Return every line of the data below that includes the string "canopy".
----- Given records
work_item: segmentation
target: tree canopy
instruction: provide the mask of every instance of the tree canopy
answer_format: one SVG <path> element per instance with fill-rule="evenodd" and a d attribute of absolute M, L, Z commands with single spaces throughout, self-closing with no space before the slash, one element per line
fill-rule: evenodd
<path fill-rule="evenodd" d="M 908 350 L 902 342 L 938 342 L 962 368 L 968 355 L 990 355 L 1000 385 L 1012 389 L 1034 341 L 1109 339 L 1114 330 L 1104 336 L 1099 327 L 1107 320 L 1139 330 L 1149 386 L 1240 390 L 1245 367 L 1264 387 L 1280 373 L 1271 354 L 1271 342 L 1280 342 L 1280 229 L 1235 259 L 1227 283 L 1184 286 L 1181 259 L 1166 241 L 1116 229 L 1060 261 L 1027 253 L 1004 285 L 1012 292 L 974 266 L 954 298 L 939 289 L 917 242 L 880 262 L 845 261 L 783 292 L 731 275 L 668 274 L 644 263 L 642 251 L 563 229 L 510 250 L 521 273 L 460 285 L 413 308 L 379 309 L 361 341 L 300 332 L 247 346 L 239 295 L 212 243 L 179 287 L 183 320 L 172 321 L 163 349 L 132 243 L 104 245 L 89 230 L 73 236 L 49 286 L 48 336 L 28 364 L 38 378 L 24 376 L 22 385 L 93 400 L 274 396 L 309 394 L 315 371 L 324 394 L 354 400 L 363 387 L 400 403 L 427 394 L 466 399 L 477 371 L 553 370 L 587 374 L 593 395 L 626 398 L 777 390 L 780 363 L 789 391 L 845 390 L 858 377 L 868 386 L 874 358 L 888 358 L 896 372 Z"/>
----------
- [The answer]:
target: tree canopy
instruction: provide the mask of every instance of the tree canopy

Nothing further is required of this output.